→ **Instruction**:
Summarize the DVD review below in two sentences.

→ **Document**:
######

Previews – The Haunting in Connecticut 2: Ghosts of Georgia, The Impossible, The Letter
VIDEO – 3.5/5
Lionsgate releases Sexy Evil Genius arrives on DVD presented with a 1.78 anamorphic widescreen aspect ratio. The picture is pretty standard for the format and given the low budget nature, it’s not the best looking transfer but certainly on the acceptable side. Colors are basically muted going for more brown tones rather than any bright colors.
AUDIO – 3.0/5
The Dolby Digital 5.1 track is serviceable although nothing special. The dialogue levels do sound good with decent depth but the surrounds are low even whenever music comes on (via the jukebox). It’s not a bad track by any means and given this is a dialogue-driven film, it will be satisfactory for most viewers.
OVERALL – 2.75/5
Overall, Sexy Evil Genius is a fun low budget film propelled primarily on the cast and their interactions with one another than anything else. The story itself, though, does at least keep you on edge just trying to figure out what the main character’s ultimate goal is. I wouldn’t say this was a memorable film or anything, but it is worth a one-off viewing at least. The DVD itself has acceptable video/audio transfers while the features are underwhelming, though the commentary is enjoyable.

######

→ **Dataset excerpts**:
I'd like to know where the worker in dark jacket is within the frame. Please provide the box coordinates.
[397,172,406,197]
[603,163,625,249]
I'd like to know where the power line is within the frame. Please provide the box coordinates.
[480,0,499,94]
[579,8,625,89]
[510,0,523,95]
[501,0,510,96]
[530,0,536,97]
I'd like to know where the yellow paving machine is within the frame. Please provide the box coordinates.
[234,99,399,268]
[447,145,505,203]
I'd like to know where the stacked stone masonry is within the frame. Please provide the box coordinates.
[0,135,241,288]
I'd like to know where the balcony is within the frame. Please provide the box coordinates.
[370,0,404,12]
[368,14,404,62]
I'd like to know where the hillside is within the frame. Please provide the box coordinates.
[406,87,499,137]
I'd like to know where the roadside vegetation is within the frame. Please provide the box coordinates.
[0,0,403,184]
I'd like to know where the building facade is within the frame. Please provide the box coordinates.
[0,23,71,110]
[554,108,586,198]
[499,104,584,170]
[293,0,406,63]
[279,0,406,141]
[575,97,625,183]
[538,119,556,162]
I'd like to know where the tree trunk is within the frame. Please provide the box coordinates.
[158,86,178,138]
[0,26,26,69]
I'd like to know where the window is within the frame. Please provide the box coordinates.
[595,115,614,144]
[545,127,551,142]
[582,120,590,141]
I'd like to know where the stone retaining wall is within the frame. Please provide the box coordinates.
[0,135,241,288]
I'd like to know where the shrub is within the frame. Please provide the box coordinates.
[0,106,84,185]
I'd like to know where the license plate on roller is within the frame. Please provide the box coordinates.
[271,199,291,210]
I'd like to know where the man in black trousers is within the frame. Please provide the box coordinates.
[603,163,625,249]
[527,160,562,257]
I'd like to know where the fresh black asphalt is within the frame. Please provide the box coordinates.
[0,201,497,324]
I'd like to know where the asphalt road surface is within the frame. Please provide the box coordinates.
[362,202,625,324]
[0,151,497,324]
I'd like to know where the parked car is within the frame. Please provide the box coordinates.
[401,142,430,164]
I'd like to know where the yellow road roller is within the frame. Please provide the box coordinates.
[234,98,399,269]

######

→ **Solution**:
Lionsgate's DVD of Sexy Evil Genius has an acceptable 1.78 anamorphic widescreen picture with muted, brownish colors and a serviceable Dolby Digital 5.1 track whose dialogue sounds good while the surrounds stay low. The film is a fun low-budget piece carried mainly by its cast and worth at least one viewing, and the disc's features are underwhelming apart from an enjoyable commentary.